SET EXERCISE.
Could you quote the rows below word for word, beginning at the line that has "segment --target=grass --vertices=whole-pixels" and stopping after the line that has "[[[256,170],[255,0],[0,3],[0,169]]]"?

RECORD EXCERPTS.

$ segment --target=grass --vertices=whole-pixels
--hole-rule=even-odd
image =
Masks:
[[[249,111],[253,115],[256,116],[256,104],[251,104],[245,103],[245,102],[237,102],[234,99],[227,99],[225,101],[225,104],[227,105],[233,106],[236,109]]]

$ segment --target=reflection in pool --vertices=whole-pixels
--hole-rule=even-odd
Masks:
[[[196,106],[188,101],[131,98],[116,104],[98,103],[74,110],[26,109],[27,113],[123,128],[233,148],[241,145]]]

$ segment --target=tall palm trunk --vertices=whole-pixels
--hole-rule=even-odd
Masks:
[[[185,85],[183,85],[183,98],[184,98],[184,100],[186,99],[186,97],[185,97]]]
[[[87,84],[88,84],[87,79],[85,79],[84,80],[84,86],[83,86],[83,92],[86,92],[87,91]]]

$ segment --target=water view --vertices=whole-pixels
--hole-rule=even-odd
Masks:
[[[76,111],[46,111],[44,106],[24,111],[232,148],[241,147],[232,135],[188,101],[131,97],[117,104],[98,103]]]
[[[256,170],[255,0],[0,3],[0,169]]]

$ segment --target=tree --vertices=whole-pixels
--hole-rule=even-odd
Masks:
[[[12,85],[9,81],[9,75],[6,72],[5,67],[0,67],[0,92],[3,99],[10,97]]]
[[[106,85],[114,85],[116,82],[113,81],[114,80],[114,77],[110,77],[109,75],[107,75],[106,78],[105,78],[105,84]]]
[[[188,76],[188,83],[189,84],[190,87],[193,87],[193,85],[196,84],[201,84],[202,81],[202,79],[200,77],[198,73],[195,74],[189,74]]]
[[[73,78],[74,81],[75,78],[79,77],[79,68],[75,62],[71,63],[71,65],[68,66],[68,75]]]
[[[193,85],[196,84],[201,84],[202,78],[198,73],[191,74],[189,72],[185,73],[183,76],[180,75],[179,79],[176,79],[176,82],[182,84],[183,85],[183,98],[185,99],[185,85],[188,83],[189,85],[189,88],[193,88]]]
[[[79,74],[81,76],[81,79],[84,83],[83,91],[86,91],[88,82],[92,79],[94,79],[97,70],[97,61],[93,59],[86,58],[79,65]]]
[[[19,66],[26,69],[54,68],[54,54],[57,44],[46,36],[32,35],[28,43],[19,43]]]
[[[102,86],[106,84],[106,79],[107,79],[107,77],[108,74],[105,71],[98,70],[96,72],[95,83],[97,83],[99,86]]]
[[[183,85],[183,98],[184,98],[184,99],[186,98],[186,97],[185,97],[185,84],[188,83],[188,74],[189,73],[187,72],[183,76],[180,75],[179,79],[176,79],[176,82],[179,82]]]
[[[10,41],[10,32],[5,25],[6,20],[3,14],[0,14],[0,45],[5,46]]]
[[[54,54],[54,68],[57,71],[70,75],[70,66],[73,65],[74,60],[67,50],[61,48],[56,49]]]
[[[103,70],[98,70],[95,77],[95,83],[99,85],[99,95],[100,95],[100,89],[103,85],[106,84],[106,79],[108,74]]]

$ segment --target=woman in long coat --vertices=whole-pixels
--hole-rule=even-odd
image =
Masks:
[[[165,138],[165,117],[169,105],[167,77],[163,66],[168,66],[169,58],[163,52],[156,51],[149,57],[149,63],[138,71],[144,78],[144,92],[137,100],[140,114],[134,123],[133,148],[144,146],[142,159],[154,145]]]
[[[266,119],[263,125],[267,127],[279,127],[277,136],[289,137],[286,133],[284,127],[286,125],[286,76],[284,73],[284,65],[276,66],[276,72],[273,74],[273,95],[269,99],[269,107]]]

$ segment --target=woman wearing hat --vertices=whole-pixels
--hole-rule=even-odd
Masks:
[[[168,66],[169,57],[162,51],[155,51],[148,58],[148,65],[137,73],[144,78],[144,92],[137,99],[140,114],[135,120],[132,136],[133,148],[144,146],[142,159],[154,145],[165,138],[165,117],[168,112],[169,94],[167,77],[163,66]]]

* * *

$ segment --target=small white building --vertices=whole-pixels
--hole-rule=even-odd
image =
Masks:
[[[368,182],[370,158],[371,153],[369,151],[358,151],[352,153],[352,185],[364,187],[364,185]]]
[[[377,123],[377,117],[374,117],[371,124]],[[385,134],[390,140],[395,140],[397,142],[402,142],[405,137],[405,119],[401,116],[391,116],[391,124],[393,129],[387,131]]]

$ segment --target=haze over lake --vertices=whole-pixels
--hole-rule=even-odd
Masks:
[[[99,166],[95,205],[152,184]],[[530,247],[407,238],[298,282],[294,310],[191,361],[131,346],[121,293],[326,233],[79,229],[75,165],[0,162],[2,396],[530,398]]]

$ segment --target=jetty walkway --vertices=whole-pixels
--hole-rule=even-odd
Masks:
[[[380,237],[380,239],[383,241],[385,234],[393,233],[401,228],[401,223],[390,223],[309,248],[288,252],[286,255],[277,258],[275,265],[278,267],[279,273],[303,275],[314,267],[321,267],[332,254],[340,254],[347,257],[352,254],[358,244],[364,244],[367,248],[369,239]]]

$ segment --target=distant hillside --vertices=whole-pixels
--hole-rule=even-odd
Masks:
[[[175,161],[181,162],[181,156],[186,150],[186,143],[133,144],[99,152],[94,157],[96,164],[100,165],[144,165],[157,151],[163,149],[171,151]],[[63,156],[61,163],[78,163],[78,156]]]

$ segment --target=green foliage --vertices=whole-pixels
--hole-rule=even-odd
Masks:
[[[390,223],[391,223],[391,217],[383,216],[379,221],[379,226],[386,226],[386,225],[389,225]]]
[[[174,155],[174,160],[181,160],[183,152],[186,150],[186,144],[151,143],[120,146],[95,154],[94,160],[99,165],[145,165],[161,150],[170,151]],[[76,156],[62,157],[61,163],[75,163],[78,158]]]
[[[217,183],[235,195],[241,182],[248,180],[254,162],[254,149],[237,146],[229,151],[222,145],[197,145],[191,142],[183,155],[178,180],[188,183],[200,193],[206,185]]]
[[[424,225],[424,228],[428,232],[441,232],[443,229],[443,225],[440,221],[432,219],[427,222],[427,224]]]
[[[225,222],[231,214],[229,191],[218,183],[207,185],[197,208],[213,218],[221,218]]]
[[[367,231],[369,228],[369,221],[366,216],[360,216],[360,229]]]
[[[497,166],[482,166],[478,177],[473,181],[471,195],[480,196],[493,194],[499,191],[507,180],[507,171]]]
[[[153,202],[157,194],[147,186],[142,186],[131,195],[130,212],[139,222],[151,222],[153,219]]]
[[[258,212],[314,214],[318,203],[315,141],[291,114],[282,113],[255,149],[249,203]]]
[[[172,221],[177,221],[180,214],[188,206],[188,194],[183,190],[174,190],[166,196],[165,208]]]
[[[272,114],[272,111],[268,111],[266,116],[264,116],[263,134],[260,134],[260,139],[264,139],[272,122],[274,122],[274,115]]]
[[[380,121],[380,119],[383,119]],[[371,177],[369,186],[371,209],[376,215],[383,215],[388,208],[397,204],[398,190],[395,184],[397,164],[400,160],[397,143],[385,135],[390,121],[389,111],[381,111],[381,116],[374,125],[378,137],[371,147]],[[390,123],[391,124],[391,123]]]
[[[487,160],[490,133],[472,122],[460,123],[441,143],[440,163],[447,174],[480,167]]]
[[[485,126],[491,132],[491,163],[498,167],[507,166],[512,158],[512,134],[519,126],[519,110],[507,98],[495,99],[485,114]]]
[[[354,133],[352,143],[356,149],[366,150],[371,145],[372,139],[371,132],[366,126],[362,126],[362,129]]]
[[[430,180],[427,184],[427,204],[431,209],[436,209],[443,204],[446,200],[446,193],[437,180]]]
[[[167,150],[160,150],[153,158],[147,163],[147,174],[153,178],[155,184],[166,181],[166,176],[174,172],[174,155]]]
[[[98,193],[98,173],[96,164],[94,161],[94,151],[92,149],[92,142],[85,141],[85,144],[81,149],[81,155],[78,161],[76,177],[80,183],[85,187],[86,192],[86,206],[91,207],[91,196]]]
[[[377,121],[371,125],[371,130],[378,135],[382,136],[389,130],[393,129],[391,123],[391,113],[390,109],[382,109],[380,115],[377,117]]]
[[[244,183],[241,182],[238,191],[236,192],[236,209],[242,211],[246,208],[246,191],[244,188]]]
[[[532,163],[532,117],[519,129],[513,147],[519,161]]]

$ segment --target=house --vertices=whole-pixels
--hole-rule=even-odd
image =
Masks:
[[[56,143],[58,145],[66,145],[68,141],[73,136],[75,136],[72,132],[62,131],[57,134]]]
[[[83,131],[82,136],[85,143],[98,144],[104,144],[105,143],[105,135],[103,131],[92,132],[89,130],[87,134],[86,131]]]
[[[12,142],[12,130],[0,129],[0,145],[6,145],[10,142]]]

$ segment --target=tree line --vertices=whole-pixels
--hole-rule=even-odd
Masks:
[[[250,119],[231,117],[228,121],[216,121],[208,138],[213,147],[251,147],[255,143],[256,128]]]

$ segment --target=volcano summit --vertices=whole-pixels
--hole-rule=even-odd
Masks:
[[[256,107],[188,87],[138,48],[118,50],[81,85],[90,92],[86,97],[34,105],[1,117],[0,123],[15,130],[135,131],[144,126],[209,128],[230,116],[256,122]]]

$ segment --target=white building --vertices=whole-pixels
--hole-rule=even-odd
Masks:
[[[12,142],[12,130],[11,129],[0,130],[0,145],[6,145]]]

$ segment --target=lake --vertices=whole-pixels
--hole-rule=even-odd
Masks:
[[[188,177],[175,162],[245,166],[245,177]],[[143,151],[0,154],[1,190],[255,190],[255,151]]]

EXERCISE SOLUTION.
$ segment --target=grass --vertices=whole-pixels
--hole-rule=even-odd
image =
Masks:
[[[249,111],[253,115],[256,116],[256,104],[251,104],[245,103],[245,102],[237,102],[234,99],[227,99],[225,101],[225,104],[227,105],[233,106],[236,109]]]

$ segment --target=reflection in pool --vertices=whole-pixels
--hole-rule=even-odd
Masks:
[[[196,106],[188,101],[131,98],[116,104],[98,103],[74,110],[26,109],[27,113],[123,128],[233,148],[241,145]]]

$ segment --target=tall palm trunk --vertices=whole-pixels
--hole-rule=even-odd
Masks:
[[[185,85],[183,85],[183,98],[184,98],[184,100],[186,99],[186,97],[185,97]]]
[[[87,84],[88,84],[87,79],[85,79],[84,80],[84,86],[83,86],[83,92],[86,92],[87,91]]]

$ segment --target=water view --vertices=whole-pixels
--hole-rule=even-odd
Masks:
[[[76,111],[46,111],[44,106],[24,111],[232,148],[241,147],[232,135],[188,101],[131,97],[117,104],[98,103]]]
[[[256,170],[255,0],[0,3],[0,169]]]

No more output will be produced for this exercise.